BEGIN Page extract

2: Move the human checkpoint upstream
I’m not saying we should ‘dangerously skip reading code’ and stop reviewing AI-written code. The reviewer isn’t absent here; they’re more present than ever, just earlier.
Instead of reviewing a 400-line diff after the code exists, the reviewer reads an 8-line on intentpec before it does: acceptance criteria, non-goals, blast radius. The reviewer’s job shifts from “Does this look right?” to “Are we solving the right problem with the right constraints?” which is closer to an RFC review than a line-by-line code review.
“The reviewer’s job shifts from ‘Does this look right?’ to ‘Are we solving the right problem with the right constraints?'”
This is also where the knowledge-sharing function of review survives. When AI writes code, intent exists in a prompt that was never saved, a ticket that doesn’t capture the decision-making, or only in the engineer’s head. The implementation gets preserved. The reasoning behind it does not.
Reviewing specs in the intent-driven verification process changes that. Reviewers reading acceptance criteria are reading the decisions behind the implementation, not the implementation itself. The decisions that matter, the ones currently lost in prompt conversations with agents, become the reviewable artifact.
In practice, this does not require a formal methodology. A Jira ticket with a few sentences on scope, a short list of acceptance criteria, and a note on what is out of scope can serve as the spec. The format matters less than the discipline of defining intent before generating code.

END Page extract

§ **Task A**: Reproduce the passage on moving the human checkpoint upstream from "Instead of reviewing" to "line-by-line code review.", changing "blast radius" to "scope of impact".
§ **Task B**: Extend the passage on moving the human checkpoint upstream, picking up after its last sentence.

BEGIN Information supplied

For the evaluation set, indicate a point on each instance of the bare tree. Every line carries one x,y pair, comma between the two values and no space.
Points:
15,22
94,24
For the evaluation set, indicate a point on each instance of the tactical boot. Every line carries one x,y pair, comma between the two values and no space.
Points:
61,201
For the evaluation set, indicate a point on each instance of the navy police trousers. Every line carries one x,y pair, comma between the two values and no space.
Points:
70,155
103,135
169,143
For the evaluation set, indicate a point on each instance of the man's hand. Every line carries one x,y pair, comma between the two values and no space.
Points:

END Information supplied
BEGIN Information supplied

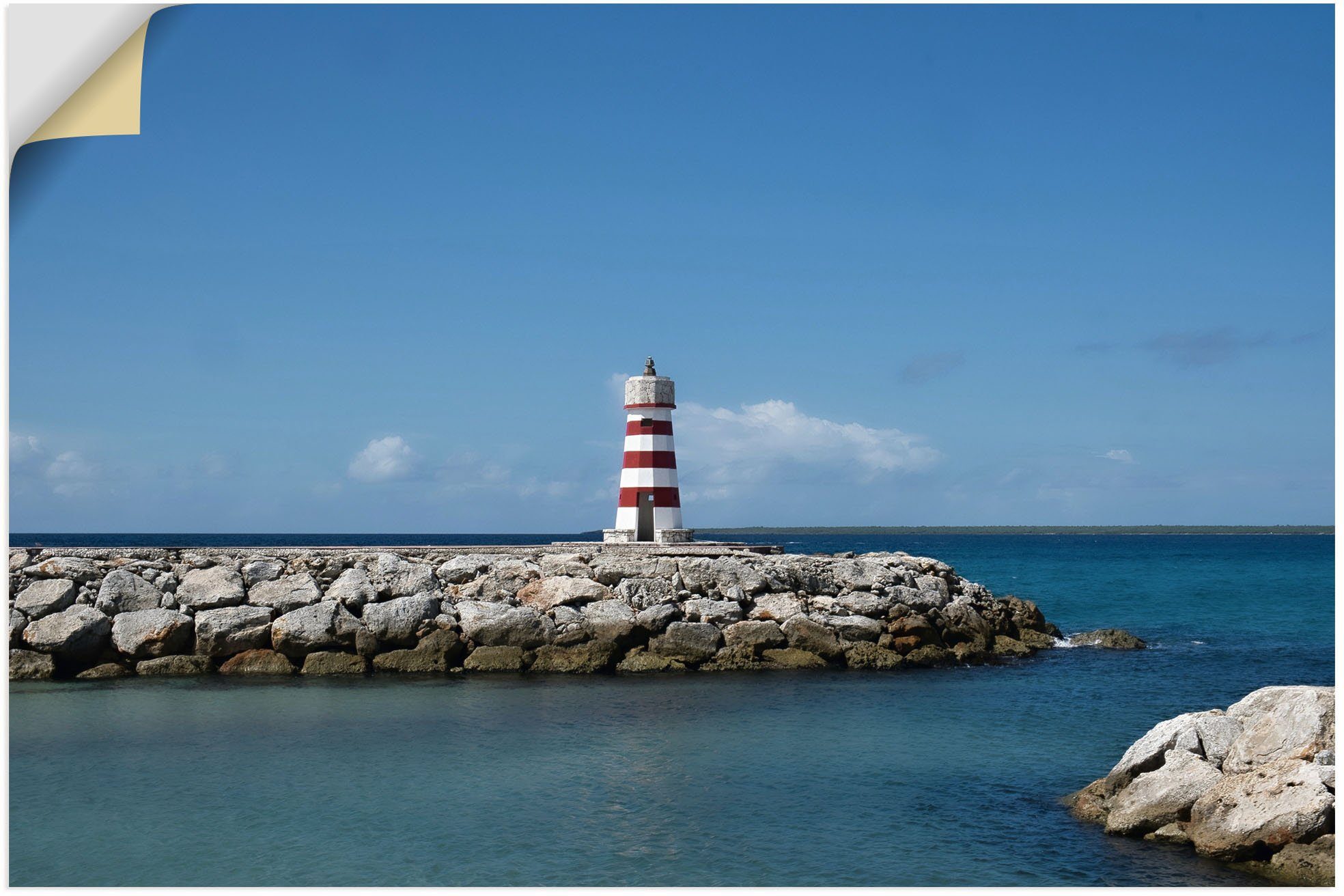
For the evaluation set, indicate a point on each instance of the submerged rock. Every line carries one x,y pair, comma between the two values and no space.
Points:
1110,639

END Information supplied
BEGIN Information supplied

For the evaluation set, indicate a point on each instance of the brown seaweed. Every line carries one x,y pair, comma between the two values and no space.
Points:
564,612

END Information supplied

§ **Task answer A**:
Instead of reviewing a 400-line diff after the code exists, the reviewer reads an 8-line on intentpec before it does: acceptance criteria, non-goals, scope of impact. The reviewer’s job shifts from “Does this look right?” to “Are we solving the right problem with the right constraints?” which is closer to an RFC review than a line-by-line code review.

§ **Task answer B**:
Use LLMs where deterministic can’t reach
Some review feedback is genuine judgment: pattern recognition over context or questioning an architectural choice. This is where LLMs earn their place, not as the primary check but as a scoped fallback.
The wrong approach is one where an LLM reads a diff and produces free-form opinions. The right approach is a separate verifier agent with no shared context with the implementing agent, a scoped prompt, and structured output with file references and reasoning for each finding. Let the verifier agent capture evidence using a deterministic methodology (screenshots, API responses, server logs) to reduce the likelihood of hallucinations.
Replace code reviews with verifying intent
This is the system we are building at Aviator. Verify accelerates code reviews with verified intent. Specs are written collaboratively with AI, reviewed and approved by humans, implemented with whatever coding tool the team prefers (Cursor, Copilot, Claude Code, or manual), then verified deterministically against each acceptance criterion.
Before submitting the change, your coding agent reviews the discussion and submits the intent and behavior details to Aviator. These get reviewed and approved by humans.
The difference from AI code review is fundamental. The same code always produces the same verification result. The system checks against declared intent rather than whatever the model notices on a given run. Verification becomes a matter of checking the output against agreed-upon criteria, not of trying to reverse-engineer intent from the implementation.

How long would it take for your team?
Here’s the homework for you. Pull your team’s last 1,000 PR review comments; it should take no more than a couple of hours. Sort each one, asking, is this deterministic, is this execution-testable, or is this genuine judgment? The first two are your guardrail backlog, concrete, finite, and prioritizable. The third is what’s left for humans (and LLMs).
From there, review the behavior, the intent, and the decision made while making the changes. These are the decisions the author makes while providing feedback to the agent in a terminal or IDE. Then review the evidence
Don’t kill the code reviews; “code” is actually the least important part of the reviews.